WORK TO COMPLETE:
Lay out the lines of the listing below as a JSON list of strings, one string per line and no blank lines, starting at the line that contains "indicate: airplane" and ending at the last line of the listing. Leave out the pictures.

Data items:

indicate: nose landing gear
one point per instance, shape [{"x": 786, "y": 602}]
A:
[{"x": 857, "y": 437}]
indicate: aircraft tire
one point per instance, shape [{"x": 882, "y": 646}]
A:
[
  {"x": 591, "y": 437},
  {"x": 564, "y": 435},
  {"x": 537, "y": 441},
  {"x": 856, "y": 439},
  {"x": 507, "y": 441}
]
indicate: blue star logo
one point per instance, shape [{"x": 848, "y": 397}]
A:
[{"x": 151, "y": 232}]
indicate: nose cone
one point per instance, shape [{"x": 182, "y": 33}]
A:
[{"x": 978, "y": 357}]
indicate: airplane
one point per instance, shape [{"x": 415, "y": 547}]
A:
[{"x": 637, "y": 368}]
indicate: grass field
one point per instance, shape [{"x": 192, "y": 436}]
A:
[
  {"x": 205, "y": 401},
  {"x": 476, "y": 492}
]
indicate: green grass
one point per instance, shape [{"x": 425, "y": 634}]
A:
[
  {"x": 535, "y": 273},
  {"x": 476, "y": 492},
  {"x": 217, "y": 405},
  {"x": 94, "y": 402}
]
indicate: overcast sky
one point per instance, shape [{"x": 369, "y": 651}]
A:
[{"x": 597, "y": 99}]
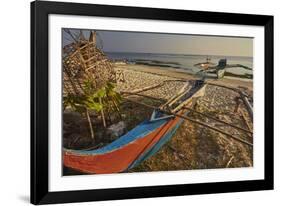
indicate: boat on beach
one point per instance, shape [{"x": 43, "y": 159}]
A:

ANSWER FOR THIS EXERCISE:
[
  "indicate: airplane",
  "one point per instance, shape [{\"x\": 415, \"y\": 547}]",
  "A:",
  "[{\"x\": 637, \"y\": 368}]",
  "indicate: grass field",
  "one point per instance, shape [{\"x\": 192, \"y\": 436}]",
  "A:",
  "[",
  "  {\"x\": 205, \"y\": 401},",
  "  {\"x\": 476, \"y\": 492}",
  "]",
  "indicate: green grass",
  "one point per instance, shape [{\"x\": 425, \"y\": 634}]",
  "A:",
  "[",
  "  {\"x\": 535, \"y\": 273},",
  "  {\"x\": 476, \"y\": 492},",
  "  {\"x\": 217, \"y\": 405},",
  "  {\"x\": 94, \"y\": 402}",
  "]",
  "indicate: overcast sky",
  "one point per instance, shape [{\"x\": 369, \"y\": 651}]",
  "A:",
  "[{\"x\": 597, \"y\": 99}]",
  "indicate: boat on beach",
  "one point per instance, shape [{\"x\": 43, \"y\": 159}]",
  "A:"
]